**Task to carry out**
Switch "black tire" to "rubber tire" in the lines below, keep everything else unchanged, and leave the pictures out.

**Data supplied**
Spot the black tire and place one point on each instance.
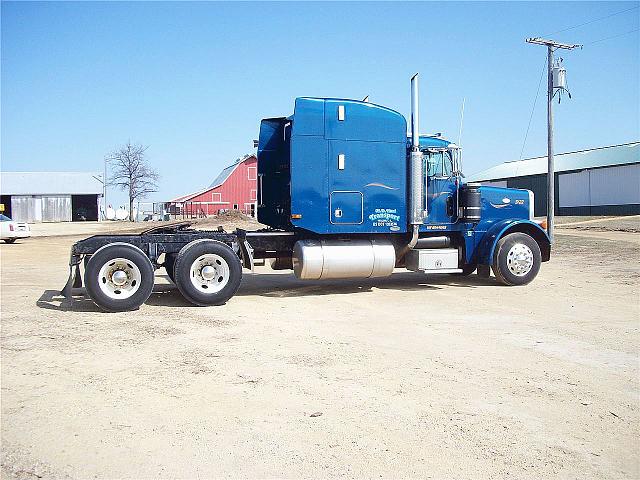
(169, 265)
(195, 251)
(502, 259)
(100, 258)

**Exercise answer**
Spot the rubber tire and place one point on each instance.
(169, 265)
(195, 251)
(502, 259)
(100, 258)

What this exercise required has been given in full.